- Given problem:
According to the passage on mobile computing and semiconductor technology, by what factor did the industry reduce energy consumption per operation over the past decade?
*** Source passage ***
The weight and size should be adequate for its
purpose: e.g. a hand-held device should fit into your shirt
pocket. This implies that it should have an ultra low
energy consumption, because only small batteries can be
used.
B.  Semiconductor technology
The semiconductor technology is realising chips with
substantially smaller features each year. This leads to a
magnitude shrink (1/10) of all mask-features in ten years. The
industry decreased the energy consumption per operation with
a factor of 1/1000 in the past decade. Greatly enhanced
performance levels has been achieved e.g. due to a 100-fold
increase in the clock speed. Functionality has moved from 16-
bit integer arithmetic to 64 bit floating point arithmetic. A 100-
fold increase in performance can be expected for the decade
ahead. Computer architects are already discussing the
architecture of future one billion transistor processor designs.
In our view, personal mobile computing will play a significant
role as a driving technology in processor design. Other
researchers [[11] share this view. The two main reasons are the
above-mentioned increasing use of multimedia applications
and the growing popularity of portable devices. One major
obstacle to designing one billion transistor systems is the
physical design complexity, which includes the effort devoted
to the design, verification and testing of an integrated circuit. A
possible solution is to work with a highly regular structure such
as the FPFA (Field Programmable Function Array) structure
described in section II. These structures only require the design
and replication of a single processor tile and an interconnection
structure. Design and verification of a regular structure circuit
is much easier. Although the precise formulation of such
architectures is complex, as the architecture should be optimal
for many applications; the great reward is that the verification
of its physical design is much more straightforward, due to the
restricted use of automatic routing tools. Furthermore,
production level testing is less complicated too due to the
repetition of well-defined structures.
C.  Energy efficiency
In the area of mobile computing it will be an enormous
challenge to work with a minimal power budget. Yet, the
architecture must provide the performance for functions like
speech recognition, audio/video compression/decompression
and data encryption. Power budgets close to current high-
performance microprocessors, are unacceptable for portable,
battery operated devices. MDCs should be able to execute
functions at the minimum possible energy cost. On the other
hand they must be flexible and adaptable to environment
changes.
Today, a lot of research is mainly focused on performance
and (low power) circuit design of individual components. We
believe it is more effective to save energy by a carefully
designed hardware- and software architecture of the mobile.
There is a vital relationship between hardware architecture,
operating-system architecture, applications' architecture and
human-interface architecture. For example: the applications
can adapt to the power situation if they have an appropriate
operating-system API for doing so; the operating system can
optimize the battery consumption by adapting reconfigurable
components to the required Quality of Service; the hardware
architecture can handle the data in such a way that, for critical
functions, only a minimum number of components need to be
active. We think progress has to be made in two areas in
particular:
· Reconfigurable system architectures
These architectures use the chip area effectively, are
relatively easy to design and are flexible and adaptive to
handle the dynamics of the mobile environment.
· Energy aware operating systems
MDC’s should be flexible and adaptive to the inherent
unpredictability of the mobile environment, should be able
to control the multimedia streams through the
reconfigurable architecture. We think the operating system
has to be Quality of Service driven, it has to use a QoS
framework to handle the flexibility in a uniform way. Here
QoS not only incorporates network performance
parameters, but also energy cost and infrastructure cost.
*** Data lines ***
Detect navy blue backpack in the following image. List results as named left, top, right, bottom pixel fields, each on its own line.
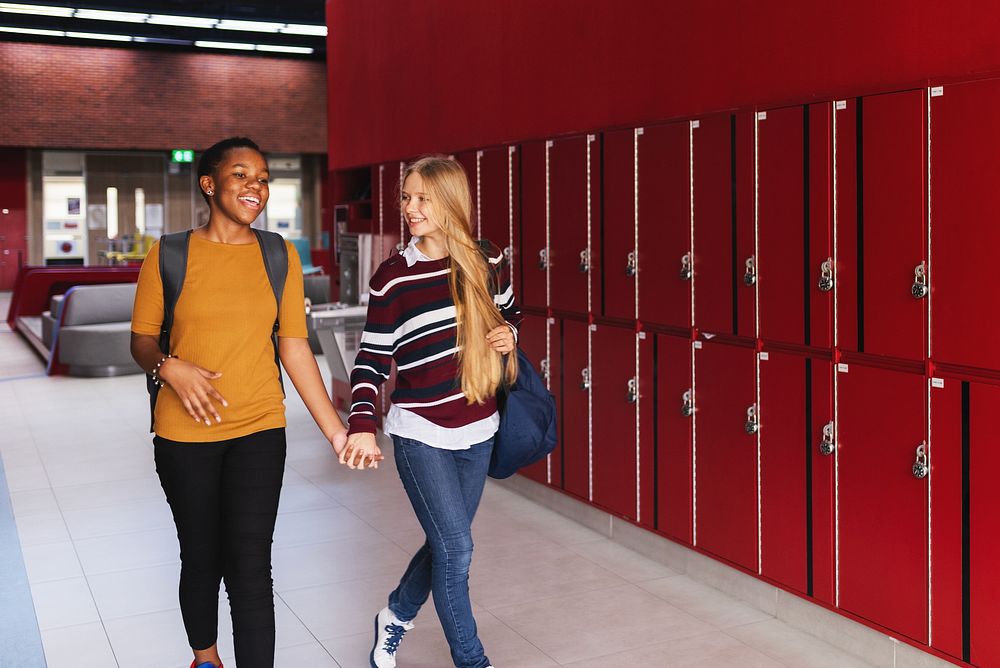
***
- Solution to the problem:
By a factor of 1/1000.